• _TASK INSTRUCTIONS_: Please reproduce every one of the entries below word for word, with each line kept in its original order.

• _PROVIDED INFORMATION_:
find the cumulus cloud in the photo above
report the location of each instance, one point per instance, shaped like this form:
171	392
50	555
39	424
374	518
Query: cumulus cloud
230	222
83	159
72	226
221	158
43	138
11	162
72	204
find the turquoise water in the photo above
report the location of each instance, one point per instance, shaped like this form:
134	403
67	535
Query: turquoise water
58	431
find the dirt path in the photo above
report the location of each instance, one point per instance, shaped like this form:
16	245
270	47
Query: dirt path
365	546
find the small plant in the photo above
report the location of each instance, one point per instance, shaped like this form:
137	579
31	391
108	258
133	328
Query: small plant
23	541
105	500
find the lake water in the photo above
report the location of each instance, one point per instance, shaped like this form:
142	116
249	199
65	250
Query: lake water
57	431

• _ANSWER TO THIS TASK_:
find the cumulus cloud in the photo above
report the location of each instance, one point per instance, shaped like this form:
171	392
50	555
39	424
374	518
Query: cumulus cloud
230	222
83	159
72	226
221	158
43	138
11	162
72	204
find the turquoise water in the photo above
report the location of each instance, one point per instance, shaped like this form:
134	403
67	535
Query: turquoise water
58	431
find the dirt path in the photo above
report the location of each instance, one point per instance, shaped like this form:
16	245
270	47
Query: dirt path
365	546
find the small plant in the photo above
report the location of each instance, one point per instance, shaped like this form:
137	579
31	391
108	258
133	328
Query: small plant
23	541
105	500
find the lake water in the photo above
report the location of each instance, one point per instance, shaped like this form:
142	116
249	199
65	250
Query: lake water
57	431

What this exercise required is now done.